A faithful copy of the listing below is needed, with its pictures left out.

((

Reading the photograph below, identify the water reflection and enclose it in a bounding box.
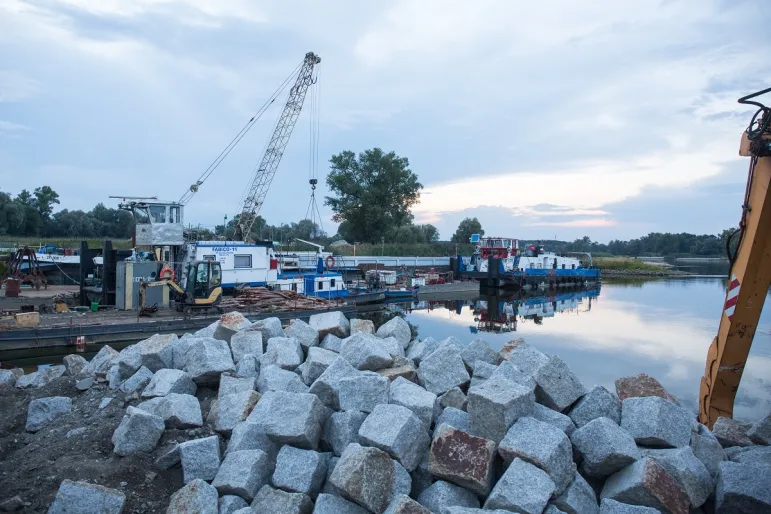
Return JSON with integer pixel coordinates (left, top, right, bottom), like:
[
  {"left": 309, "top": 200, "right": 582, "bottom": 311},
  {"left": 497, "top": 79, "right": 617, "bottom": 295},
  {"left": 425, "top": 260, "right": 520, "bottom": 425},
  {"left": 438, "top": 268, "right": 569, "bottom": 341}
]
[{"left": 396, "top": 278, "right": 771, "bottom": 422}]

))

● Response to this task:
Reading the photograph below, identify the water reflection and enclose it in a bounding box.
Return JSON with integer pixel coordinates (left, top, right, bottom), like:
[
  {"left": 309, "top": 200, "right": 582, "bottom": 311},
  {"left": 497, "top": 79, "right": 617, "bottom": 295},
  {"left": 425, "top": 260, "right": 520, "bottom": 425},
  {"left": 438, "top": 268, "right": 569, "bottom": 341}
]
[{"left": 396, "top": 278, "right": 771, "bottom": 422}]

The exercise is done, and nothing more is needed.